Point localization data:
----------------

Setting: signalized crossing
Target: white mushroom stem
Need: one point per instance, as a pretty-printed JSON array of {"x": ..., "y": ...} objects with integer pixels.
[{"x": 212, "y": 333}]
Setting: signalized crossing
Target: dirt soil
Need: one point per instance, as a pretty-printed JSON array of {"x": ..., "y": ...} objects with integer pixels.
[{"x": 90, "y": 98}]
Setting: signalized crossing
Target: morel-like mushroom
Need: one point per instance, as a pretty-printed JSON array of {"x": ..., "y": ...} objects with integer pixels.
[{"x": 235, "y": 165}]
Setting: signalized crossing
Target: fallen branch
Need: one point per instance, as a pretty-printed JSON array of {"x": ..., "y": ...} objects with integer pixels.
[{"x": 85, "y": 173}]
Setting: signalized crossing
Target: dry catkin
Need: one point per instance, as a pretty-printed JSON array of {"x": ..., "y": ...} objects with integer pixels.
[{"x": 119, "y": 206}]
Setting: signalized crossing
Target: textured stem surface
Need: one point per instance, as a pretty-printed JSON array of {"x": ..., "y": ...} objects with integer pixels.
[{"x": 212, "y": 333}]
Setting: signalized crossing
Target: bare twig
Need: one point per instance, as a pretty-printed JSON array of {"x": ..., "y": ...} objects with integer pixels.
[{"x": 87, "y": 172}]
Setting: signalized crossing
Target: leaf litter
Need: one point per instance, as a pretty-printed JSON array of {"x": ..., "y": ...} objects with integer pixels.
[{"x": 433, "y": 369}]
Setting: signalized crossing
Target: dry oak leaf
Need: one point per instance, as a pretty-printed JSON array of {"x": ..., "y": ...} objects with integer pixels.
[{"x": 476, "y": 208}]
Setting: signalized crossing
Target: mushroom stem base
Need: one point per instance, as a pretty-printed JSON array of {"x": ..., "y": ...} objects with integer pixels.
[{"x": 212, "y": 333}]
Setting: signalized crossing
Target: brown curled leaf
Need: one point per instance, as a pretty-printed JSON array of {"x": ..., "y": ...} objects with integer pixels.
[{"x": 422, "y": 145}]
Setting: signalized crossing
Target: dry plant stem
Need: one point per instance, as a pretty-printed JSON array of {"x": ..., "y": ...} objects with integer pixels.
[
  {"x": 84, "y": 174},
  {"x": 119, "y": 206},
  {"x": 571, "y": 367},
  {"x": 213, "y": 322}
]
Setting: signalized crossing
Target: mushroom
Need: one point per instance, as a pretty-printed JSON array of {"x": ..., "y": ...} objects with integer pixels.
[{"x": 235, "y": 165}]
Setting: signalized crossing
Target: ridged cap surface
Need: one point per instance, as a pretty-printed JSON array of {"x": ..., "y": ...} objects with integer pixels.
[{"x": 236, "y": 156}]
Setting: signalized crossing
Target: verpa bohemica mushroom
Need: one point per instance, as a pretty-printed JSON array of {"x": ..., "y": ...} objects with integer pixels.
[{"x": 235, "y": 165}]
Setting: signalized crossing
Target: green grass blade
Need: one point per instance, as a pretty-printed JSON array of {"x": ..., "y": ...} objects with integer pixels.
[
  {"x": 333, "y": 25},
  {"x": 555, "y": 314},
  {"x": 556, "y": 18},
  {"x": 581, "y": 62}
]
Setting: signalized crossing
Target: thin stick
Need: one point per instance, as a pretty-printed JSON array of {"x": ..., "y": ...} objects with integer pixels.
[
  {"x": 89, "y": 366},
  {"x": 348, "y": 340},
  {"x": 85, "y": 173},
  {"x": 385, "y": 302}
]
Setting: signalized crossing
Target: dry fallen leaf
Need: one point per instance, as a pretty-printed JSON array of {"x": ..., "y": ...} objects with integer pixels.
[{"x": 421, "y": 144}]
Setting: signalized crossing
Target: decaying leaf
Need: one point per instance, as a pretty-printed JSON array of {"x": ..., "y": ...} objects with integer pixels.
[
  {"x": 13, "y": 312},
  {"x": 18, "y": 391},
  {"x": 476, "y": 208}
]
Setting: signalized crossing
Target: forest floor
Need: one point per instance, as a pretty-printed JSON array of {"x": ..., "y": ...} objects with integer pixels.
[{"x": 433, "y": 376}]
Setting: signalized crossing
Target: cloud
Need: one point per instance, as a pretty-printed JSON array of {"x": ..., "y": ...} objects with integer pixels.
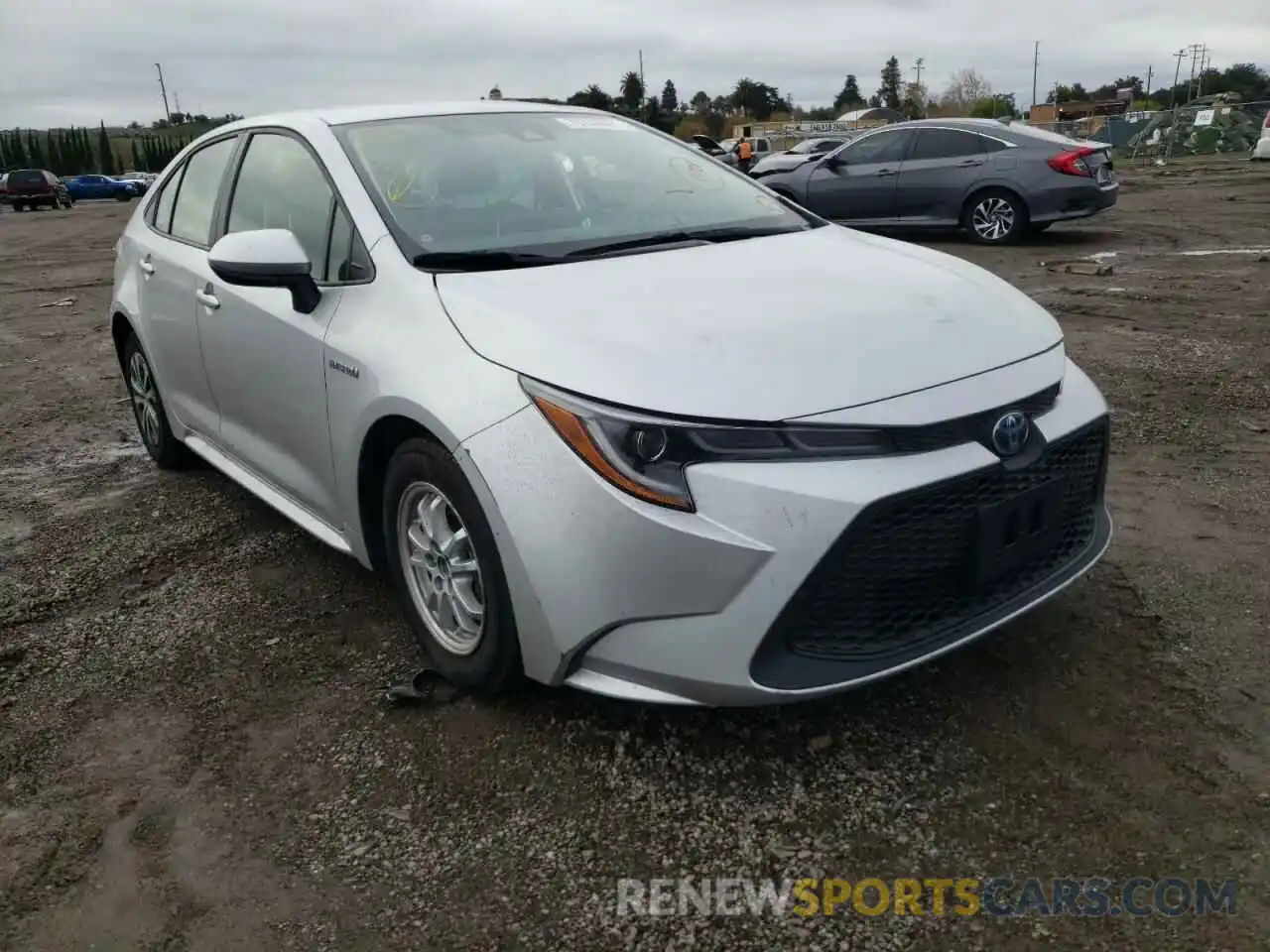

----------------

The problem:
Copy out the entries exactly. No pictures.

Written response:
Setting: signalized crossing
Target: white mushroom stem
Need: one point per instance, as a pretty-printed JSON array of {"x": ..., "y": ...} objects with integer pixels.
[{"x": 212, "y": 333}]
Setting: signalized crossing
Target: dirt soil
Need: one point per instance, as a pretty-printed JSON array of {"x": ..., "y": ...} objects with integer pixels.
[{"x": 90, "y": 98}]
Setting: signalized crossing
Target: morel-like mushroom
Need: one point per instance, as a pretty-printed JSON array of {"x": ..., "y": ...} objects with integer pixels.
[{"x": 235, "y": 165}]
Setting: signalized crossing
Target: fallen branch
Need: one point per instance, as a pretty-printed JSON array of {"x": ..., "y": ...} objects with integer pixels.
[{"x": 85, "y": 173}]
Setting: signalized crossing
Target: dry catkin
Need: one point per instance, as a pretty-printed JSON array of {"x": ..., "y": ...} objects with integer pixels.
[{"x": 119, "y": 206}]
Setting: signalized crossing
Target: textured stem surface
Need: one point per instance, as a pretty-printed JSON array of {"x": ..., "y": ...} objects with integer pixels.
[{"x": 212, "y": 333}]
Setting: signalized crossing
Target: bare twig
Need: one point per instance, as a pretty-printed JSON array of {"x": ..., "y": ...} objects with integer pixels.
[{"x": 87, "y": 172}]
Setting: signalized crossing
Target: leaf litter
Need: one point per instance, as a pretty-printed JSON array of {"x": ..., "y": ...} objects with integer pixels.
[{"x": 433, "y": 369}]
Setting: signalized crossing
Target: dry oak leaf
Need: one point per instance, as a pretty-printed JSON array of {"x": ..., "y": ...} objects with integer pixels.
[{"x": 476, "y": 208}]
Setting: signalized crossing
Target: mushroom stem base
Need: one point per instance, as a pretty-printed JSON array of {"x": ..., "y": ...} objects with integer pixels.
[{"x": 212, "y": 333}]
Setting: signalized crossing
Target: brown curled leaf
Need: one point per instance, as a pretty-printed JSON array of {"x": ..., "y": ...} objects with integer pixels.
[{"x": 422, "y": 145}]
Setting: signalized crossing
Target: dry plant stem
Need: one point per instance, as a pretty-printed JSON array of {"x": ..., "y": ...} objects with integer pixels.
[
  {"x": 84, "y": 174},
  {"x": 119, "y": 206},
  {"x": 571, "y": 367},
  {"x": 213, "y": 322}
]
Setting: signalized crossing
Target: mushroom
Need: one point per instance, as a pretty-printed JSON array of {"x": ..., "y": ...} objects with integer pixels.
[{"x": 235, "y": 165}]
Setting: signalized crossing
Target: ridged cap surface
Need: one point per instance, as a pretty-printed JSON array of {"x": ..., "y": ...} objects with integer pixels.
[{"x": 236, "y": 156}]
Setting: signalized crossing
Target: verpa bohemica mushroom
Need: one point per instance, as a pretty-printed JSON array of {"x": ..., "y": ...} objects with integer pixels.
[{"x": 235, "y": 165}]
Setting: signalized crossing
Target: green grass blade
Need: one point per instance, as a pretty-printed JSON array of {"x": ..., "y": ...} objects with integer pixels.
[
  {"x": 333, "y": 25},
  {"x": 555, "y": 314},
  {"x": 556, "y": 18},
  {"x": 581, "y": 62}
]
Setting: signalized crossing
Target: thin stick
Need: one point per instance, as a pretty-printed JSON array of {"x": ..., "y": ...} objects with integer pixels.
[
  {"x": 89, "y": 366},
  {"x": 348, "y": 340},
  {"x": 85, "y": 173},
  {"x": 385, "y": 302}
]
Setting: signalized crossing
Target: dry fallen leaf
Need: one point per instance, as a pretty-printed JSON array of {"x": ..., "y": ...} objects with integer pixels.
[{"x": 421, "y": 144}]
Setting: signalized crossing
Target: decaying leaf
Need: one point per instance, as a pretty-printed JSON array of {"x": ..., "y": ...} objects with integer pixels.
[
  {"x": 13, "y": 312},
  {"x": 18, "y": 391},
  {"x": 476, "y": 208}
]
Setting: signalized crossing
Target: forest floor
Need: one point per instance, as a pretty-printed JSON array of {"x": ..., "y": ...} objects with integer pixels.
[{"x": 433, "y": 376}]
Setting: signalized crossing
Target: cloud
Need: one point per instance, as a pretty-printed JSON array of {"x": ..., "y": ...} objects with integer pixels.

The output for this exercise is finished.